• _What is asked_
Reproduce every entry below word for word, leaving out the pictures.

• _Stored data_
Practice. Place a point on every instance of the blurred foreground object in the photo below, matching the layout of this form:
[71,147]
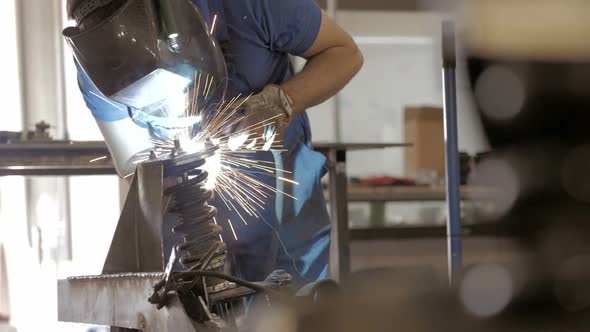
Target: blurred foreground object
[529,68]
[4,290]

• _Result of this task_
Practice. Place a point on every instance of the blurred foreground object in the photo below, matching the layout of this form:
[71,147]
Target: blurred foreground object
[529,68]
[4,290]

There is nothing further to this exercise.